-- Objective 1 --
Translate this sentence from the forum thread about rehoming a cockapoo into Spanish: "I’ve been told he was a confident happy dog until her marriage break up and then lockdown shortly followed , she is the first to admit she treats both her dogs like babies and boundaries are few and far between, she has spent the last 15 months pretty much 24/7 with the dog until her business was allowed to reopen."

# Rehoming cockapoo with issues



## Scooter (Jul 10, 2021)

Hi I’m new to this breed and have always had bull terrier breeds in the past , I sadly lost my dog last year and didn’t plan on having another one yet but my relative has asked me to take her 2 year old male cockapoo, she has 2 dogs and one seems calm and level yet the younger one who she wants us to take has issues .
I’ve been told he was a confident happy dog until her marriage break up and then lockdown shortly followed , she is the first to admit she treats both her dogs like babies and boundaries are few and far between, she has spent the last 15 months pretty much 24/7 with the dog until her business was allowed to reopen .
We are strongly considering taking him and giving him a good home but some of the issues I have not had with my other dogs , he barks at anyone who I stop and talk to and usually growels at anyone who approaches him , small children cause him anxiety and he again growels at them .
We have had him for a couple of days and he has stayed over with us so I can access what he is like , he’s fine with me apart from following me everywhere I go and misbehaves if I leave him , he also barks at all family members even if he’s seen them all day he will bark and sometimes growel if they walk into the room ! I firmly believe most dogs show aggression through fear and anxiety but certain things raise red flags with me , my youngest spent the whole day walking him with us in the Peak District and the dog was fine yet the day after the dog barked every time my son walked into the room this then progressed to growling if he went near the dog .His behaviour towards other dogs is very aggressive but I also believe this is down to anxiety and fear again , I’m always calm and positive when walking him and don’t show or feel any signs of anxiety myself that he could be picking up on . We really want to give this dog a home and turn him into a confident we’ll balanced dog so any advice would be much appreciated. Thanks


----------



## Dig (Dec 27, 2018)

Scooter said:


> Hi I’m new to this breed and have always had bull terrier breeds in the past , I sadly lost my dog last year and didn’t plan on having another one yet but my relative has asked me to take her 2 year old male cockapoo, she has 2 dogs and one seems calm and level yet the younger one who she wants us to take has issues .
> I’ve been told he was a confident happy dog until her marriage break up and then lockdown shortly followed , she is the first to admit she treats both her dogs like babies and boundaries are few and far between, she has spent the last 15 months pretty much 24/7 with the dog until her business was allowed to reopen .
> We are strongly considering taking him and giving him a good home but some of the issues I have not had with my other dogs , he barks at anyone who I stop and talk to and usually growels at anyone who approaches him , small children cause him anxiety and he again growels at them .

-- Record set --
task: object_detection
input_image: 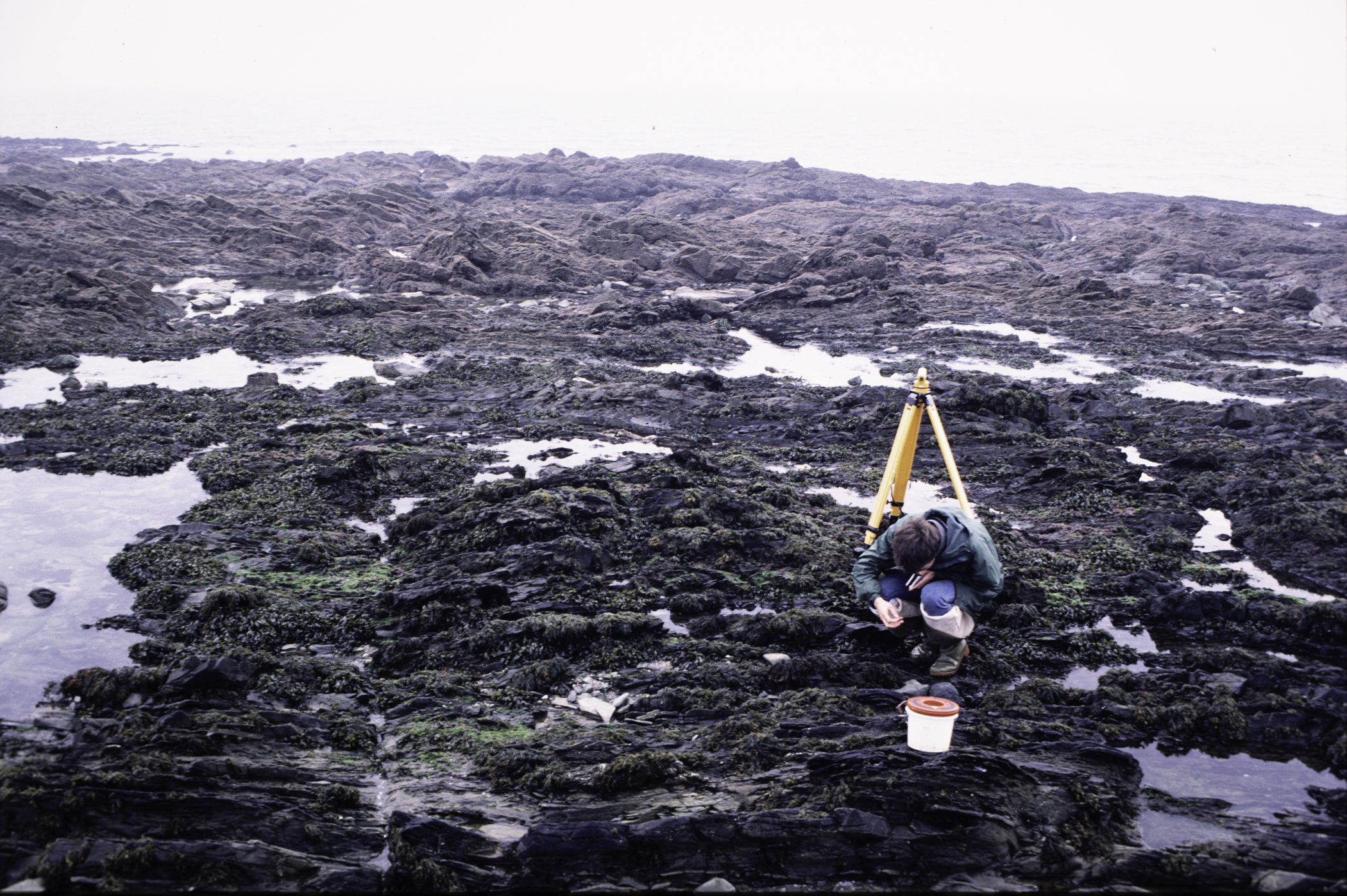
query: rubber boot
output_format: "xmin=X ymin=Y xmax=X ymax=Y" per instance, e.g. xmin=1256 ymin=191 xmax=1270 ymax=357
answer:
xmin=927 ymin=629 xmax=969 ymax=678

-- Objective 2 --
Render every line of the records that follow the cockapoo thread as a Markdown table with the columns "Row" and "Record line", numbering the rows and skipping blank lines. Leave the pictures out of the answer.

-- Full solution 1 --
Me han dicho que era un perro seguro y feliz hasta la ruptura de su matrimonio, a la que poco después siguió el confinamiento; ella es la primera en admitir que trata a sus dos perros como bebés y que apenas hay límites, y ha pasado los últimos 15 meses prácticamente las 24 horas del día, los 7 días de la semana, con el perro hasta que se permitió reabrir su negocio.

-- Full solution 2 --
| Row | Record line |
|---|---|
| 1 | task: object_detection |
| 2 | input_image:  |
| 3 | query: rubber boot |
| 4 | output_format: "xmin=X ymin=Y xmax=X ymax=Y" per instance, e.g. xmin=1256 ymin=191 xmax=1270 ymax=357 |
| 5 | answer: |
| 6 | xmin=927 ymin=629 xmax=969 ymax=678 |